Supplied information:
- Opening Delimiter -

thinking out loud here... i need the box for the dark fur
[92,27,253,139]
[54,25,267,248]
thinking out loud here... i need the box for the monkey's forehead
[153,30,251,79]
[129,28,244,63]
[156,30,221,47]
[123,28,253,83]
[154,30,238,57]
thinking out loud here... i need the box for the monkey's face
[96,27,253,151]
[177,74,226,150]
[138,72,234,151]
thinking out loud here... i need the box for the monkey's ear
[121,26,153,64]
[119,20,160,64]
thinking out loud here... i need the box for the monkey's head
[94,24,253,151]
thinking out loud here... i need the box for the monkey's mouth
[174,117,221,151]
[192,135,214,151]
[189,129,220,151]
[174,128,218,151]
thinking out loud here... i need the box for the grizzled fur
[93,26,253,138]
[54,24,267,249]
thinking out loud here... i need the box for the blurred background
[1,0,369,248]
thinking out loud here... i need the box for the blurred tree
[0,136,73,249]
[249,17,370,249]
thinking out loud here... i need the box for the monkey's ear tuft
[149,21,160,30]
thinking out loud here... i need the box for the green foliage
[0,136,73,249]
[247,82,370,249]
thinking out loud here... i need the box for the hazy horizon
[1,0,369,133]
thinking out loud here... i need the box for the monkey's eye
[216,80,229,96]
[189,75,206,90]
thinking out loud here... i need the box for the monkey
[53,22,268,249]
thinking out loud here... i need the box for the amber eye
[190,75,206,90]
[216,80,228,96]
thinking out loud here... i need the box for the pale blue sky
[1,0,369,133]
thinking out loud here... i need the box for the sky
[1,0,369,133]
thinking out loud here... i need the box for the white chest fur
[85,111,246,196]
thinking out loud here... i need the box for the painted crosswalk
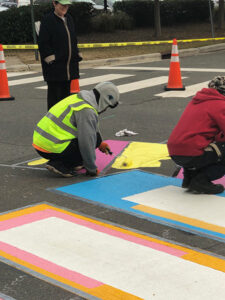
[1,203,225,300]
[36,73,134,90]
[7,69,220,98]
[156,81,209,98]
[96,66,225,73]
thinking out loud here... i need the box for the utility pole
[104,0,107,12]
[218,0,225,29]
[154,0,161,37]
[30,0,39,60]
[208,0,215,38]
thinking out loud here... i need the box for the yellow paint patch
[28,158,48,166]
[112,142,170,169]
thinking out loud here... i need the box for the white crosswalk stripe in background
[7,70,216,98]
[36,73,134,90]
[156,81,209,98]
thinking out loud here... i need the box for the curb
[6,43,225,72]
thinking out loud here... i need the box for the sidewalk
[5,43,225,72]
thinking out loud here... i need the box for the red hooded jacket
[167,88,225,156]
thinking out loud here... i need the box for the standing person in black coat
[38,0,82,110]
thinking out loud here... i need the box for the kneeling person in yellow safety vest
[32,81,120,177]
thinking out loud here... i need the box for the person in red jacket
[167,76,225,194]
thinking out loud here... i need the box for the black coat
[38,11,81,82]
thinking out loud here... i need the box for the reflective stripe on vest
[33,95,98,153]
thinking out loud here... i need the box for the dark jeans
[47,81,71,110]
[172,144,225,181]
[36,139,82,169]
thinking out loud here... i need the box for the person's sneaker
[188,173,224,194]
[46,160,77,178]
[182,168,198,188]
[73,165,84,171]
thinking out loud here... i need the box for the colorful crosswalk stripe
[1,204,225,299]
[55,170,225,242]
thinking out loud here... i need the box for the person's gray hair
[208,76,225,96]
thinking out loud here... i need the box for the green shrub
[160,0,211,26]
[91,11,134,32]
[91,12,115,32]
[114,0,154,27]
[114,0,211,28]
[113,11,134,30]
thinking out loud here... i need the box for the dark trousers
[36,133,102,169]
[172,144,225,181]
[36,139,82,169]
[47,81,71,110]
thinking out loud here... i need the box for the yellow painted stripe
[2,37,225,49]
[133,204,225,235]
[28,158,48,166]
[0,204,50,221]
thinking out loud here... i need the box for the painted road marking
[112,141,170,169]
[156,81,209,98]
[117,76,170,93]
[25,141,169,171]
[0,292,16,300]
[7,71,36,78]
[8,76,44,86]
[96,66,225,72]
[1,204,225,299]
[55,170,225,242]
[26,140,129,172]
[36,74,134,90]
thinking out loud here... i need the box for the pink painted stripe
[0,241,103,289]
[0,210,53,231]
[95,139,129,171]
[77,139,129,174]
[1,208,187,257]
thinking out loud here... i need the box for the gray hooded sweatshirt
[75,82,120,173]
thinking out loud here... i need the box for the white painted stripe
[171,56,180,62]
[124,185,225,227]
[0,52,4,60]
[156,81,209,98]
[8,76,44,86]
[0,63,6,70]
[96,66,225,73]
[1,217,225,299]
[7,71,37,78]
[36,73,134,90]
[118,76,169,93]
[172,44,178,54]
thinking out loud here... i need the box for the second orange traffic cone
[164,39,185,91]
[70,79,80,94]
[0,44,14,101]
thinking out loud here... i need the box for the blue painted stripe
[55,170,225,241]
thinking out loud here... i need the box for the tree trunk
[218,0,225,29]
[154,0,161,37]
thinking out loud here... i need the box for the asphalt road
[1,50,225,300]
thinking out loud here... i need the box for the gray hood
[94,82,120,113]
[77,90,98,110]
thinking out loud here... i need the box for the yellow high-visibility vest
[33,94,98,153]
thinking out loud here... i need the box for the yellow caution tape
[2,37,225,50]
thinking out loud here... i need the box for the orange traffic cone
[164,39,185,91]
[70,79,80,94]
[0,44,14,101]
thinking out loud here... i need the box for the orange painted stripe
[133,204,225,235]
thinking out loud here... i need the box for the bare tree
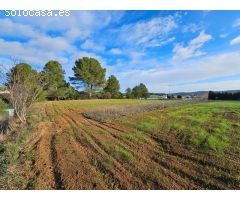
[6,62,45,123]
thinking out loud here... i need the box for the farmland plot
[1,100,240,189]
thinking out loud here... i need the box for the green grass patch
[123,132,147,143]
[0,99,7,112]
[117,101,240,152]
[112,146,134,162]
[136,121,158,132]
[0,104,45,188]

- Closing Delimiter -

Assignment: Repeat every line above exactly, but omit all images.

Your solution:
thinking out loud here... i need the box for the dark fur
[92,27,253,139]
[54,25,267,248]
thinking out loud here... i need the box for the monkey's forehead
[153,30,251,79]
[129,28,244,63]
[156,30,221,47]
[123,28,253,83]
[154,30,238,57]
thinking out loud here... i need the box for the monkey's face
[96,27,253,151]
[177,74,226,150]
[138,72,234,151]
thinking out loud here... i need the box for the monkey's ear
[121,26,153,64]
[119,20,160,64]
thinking out loud here... i need the box for the monkey's head
[94,24,253,151]
thinking out loud here... i need the box for the monkey's mouth
[174,117,221,151]
[192,135,214,151]
[189,129,220,151]
[174,128,218,151]
thinking out loud here... i need the box for the grizzled fur
[93,26,253,138]
[54,24,267,249]
thinking out loud here... i need the box for the blurred background
[1,0,369,248]
thinking out loud here... i need the box for the blurred tree
[0,136,73,249]
[249,17,370,249]
thinking out loud here... i need the box for the monkey's ear tuft
[149,21,160,30]
thinking out loud here... i need the box for the green foliage
[0,136,73,249]
[247,82,370,249]
thinking out loud here... i need the box for the hazy horizon
[1,0,369,133]
thinking out loud here... i need the box for the monkey's eye
[216,80,229,96]
[189,75,206,90]
thinking out loud here... i need the box for the monkey
[53,22,268,249]
thinking out loud here... i need the box for the amber eye
[190,75,206,90]
[216,80,228,96]
thinking out loud here... i need the box for the pale blue sky
[1,0,369,133]
thinking out loud here... i need the box for the sky
[1,0,369,133]
thinking out loud here... i need the box for the white chest fur
[85,111,246,196]
thinking out loud here... i need the box for the painted crosswalk
[1,203,225,300]
[36,73,134,90]
[7,69,220,98]
[156,81,209,98]
[96,66,225,73]
thinking out loud here... i need the box for the utility pole
[104,0,107,12]
[218,0,225,29]
[154,0,161,37]
[30,0,39,60]
[208,0,215,38]
thinking out loud here... i need the box for the yellow paint patch
[28,158,48,166]
[112,142,170,169]
thinking out loud here... i need the box for the white crosswalk stripe in background
[7,70,216,98]
[36,73,134,90]
[156,81,209,98]
thinking out loud here... i need the box for the curb
[6,43,225,72]
thinking out loud here... i need the box for the sidewalk
[5,43,225,72]
thinking out loud here... i need the box for the red hooded jacket
[167,88,225,156]
thinking out loud here... i need the box for the standing person in black coat
[38,0,82,110]
thinking out loud here... i need the box for the kneeling person in yellow safety vest
[32,81,120,177]
thinking out loud here... i need the box for the person in red jacket
[167,76,225,194]
thinking out loud here... i need the box for the black coat
[38,11,81,82]
thinking out loud here... i need the box for the reflective stripe on vest
[33,95,98,153]
thinking out loud here... i need the box for the dark jeans
[47,81,71,110]
[172,144,225,181]
[36,139,82,169]
thinking out loud here... i need the box for the person's sneaker
[188,173,224,194]
[46,160,77,178]
[182,168,198,188]
[73,165,84,171]
thinking out loud here... i need the box for the colorful crosswalk stripe
[1,204,225,299]
[55,170,225,242]
thinking out loud here... i need the box for the person's gray hair
[208,76,225,96]
thinking out loud here... i need the box for the green shrub
[160,0,211,26]
[91,11,134,32]
[91,12,115,32]
[114,0,154,27]
[114,0,211,28]
[113,11,134,30]
thinking out loud here... i need the box for the dark trousers
[36,133,102,169]
[172,144,225,181]
[36,139,82,169]
[47,81,71,110]
thinking out loud here... i need the box for the yellow painted stripe
[2,37,225,49]
[133,204,225,235]
[28,158,48,166]
[0,204,50,221]
thinking out loud here... i need the box for the painted road marking
[112,141,170,169]
[156,81,209,98]
[117,76,170,93]
[25,141,169,171]
[0,292,16,300]
[7,71,36,78]
[8,76,44,86]
[96,66,225,72]
[1,204,225,299]
[55,170,225,242]
[26,140,129,172]
[36,74,134,90]
thinking out loud here... i need the box for the pink painted stripe
[0,241,103,289]
[0,210,53,231]
[95,139,129,171]
[77,139,129,174]
[1,208,187,257]
thinking out loud here... i need the box for the gray hooded sweatshirt
[75,82,120,173]
thinking out loud here... i need the box for the white painted stripe
[171,56,180,62]
[124,185,225,227]
[0,52,4,60]
[156,81,209,98]
[8,76,44,86]
[0,63,6,70]
[96,66,225,73]
[1,217,225,299]
[7,71,37,78]
[36,73,134,90]
[118,76,169,93]
[172,44,178,54]
thinking out loud here... i need the box for the second orange traffic cone
[164,39,185,91]
[70,79,80,94]
[0,44,14,101]
thinking out loud here... i need the box for the blue painted stripe
[55,170,225,241]
thinking out loud here... i need the box for the tree trunk
[218,0,225,29]
[154,0,161,37]
thinking out loud here... i need the box for the asphalt road
[1,50,225,300]
thinking out loud here... i need the box for the gray hood
[94,82,120,113]
[77,90,98,110]
thinking out loud here... i need the box for the yellow high-visibility vest
[33,94,98,153]
thinking out loud here... i need the box for the yellow caution tape
[2,37,225,50]
thinking out loud here... i need the box for the orange traffic cone
[164,39,185,91]
[70,79,80,94]
[0,44,14,101]
thinking out loud here... i need the box for the orange painted stripe
[133,204,225,235]
thinking out loud here... i need the box for the bare tree
[6,62,45,123]
thinking out loud here... i need the box for the farmland plot
[1,100,240,189]
thinking out loud here... i need the box for the green grass patch
[123,132,147,143]
[0,99,7,112]
[117,101,240,152]
[112,146,134,162]
[136,121,158,132]
[0,104,45,188]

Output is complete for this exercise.